# Kaggle Zillow Preprocessing + XGBoost

###### 0.0660352

In [1]:
import numpy as np
import pandas as pd
pd.options.display.max_columns = 999
import time
from datetime import datetime

from sami_function import missing_ratio
from zillow_functions import create_newFeatures, data_preprocessing, memory_reduce, create_special_feature
from sklearn.preprocessing import StandardScaler
from sklearn.preprocessing import LabelEncoder
from sklearn.model_selection import train_test_split
import xgboost as xgb
import gc
from sklearn import linear_model
from sklearn.externals import joblib

%matplotlib inline
seed = 42
n_features = 100

### XGBoost

In [2]:
%%time
print('\nLoading data ...')

train =  pd.read_csv('../data/train_2016_v2.csv')
train17 =  pd.read_csv('../data/train_2017.csv')
prop = pd.read_csv('../data/properties_2016.csv')
sample = pd.read_csv('../data/sample_submission.csv')
prop17 = pd.read_csv('../data/properties_2017.csv', low_memory = False)

train = pd.concat([train, train17])
prop = pd.concat([prop, prop17])
df_train = pd.merge(train, prop, on='parcelid', how='left')
print('Shape train: {}'.format(df_train.shape))

del train; gc.collect()

print('\nData preprocessing ...')

df_train = data_preprocessing(df_train)


print('\nCreating new features ...')

df_train = create_newFeatures(df_train)

# New special feature
dates_model_col = ['transaction_year', 'transaction_month', 'yearbuilt', 'house_age']
df_train['spe_feature'], datesFeature_mod = create_special_feature(df_train[dates_model_col], df_train['logerror'].values)

# Month feature
month_avgs = df_train.groupby('transaction_month').agg(['mean'])['logerror', 'mean'].values - df_train['logerror'].mean()
from sklearn.linear_model import LinearRegression
month_model = LinearRegression().fit(np.arange(4, 13, 1).reshape(-1, 1), 
                                     month_avgs[3:].reshape(-1, 1))                       
df_train['super_month'] = month_model.predict(df_train['transaction_month'].values.reshape(-1, 1))


print('\nReducing consumption memory ...')

df_train = memory_reduce(df_train)

*Stated problem*
In the Zillow notebook, which column joins the training data to the property data? Rely only on the notebook above to answer.

*Data excerpt*
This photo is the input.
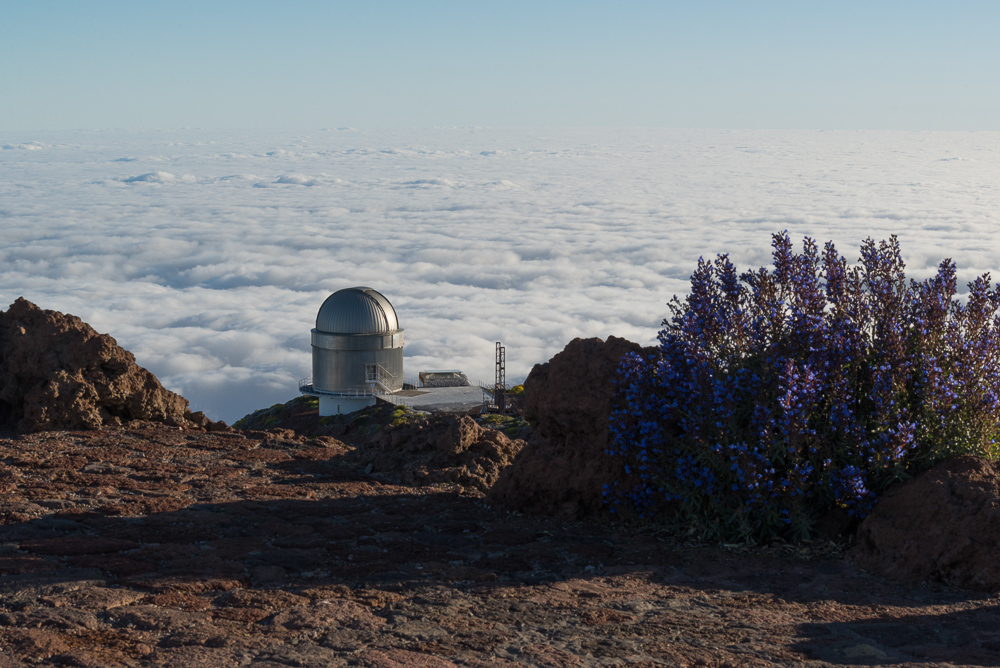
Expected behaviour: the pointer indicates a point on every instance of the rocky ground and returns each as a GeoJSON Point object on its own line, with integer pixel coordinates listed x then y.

*Written answer*
parcelid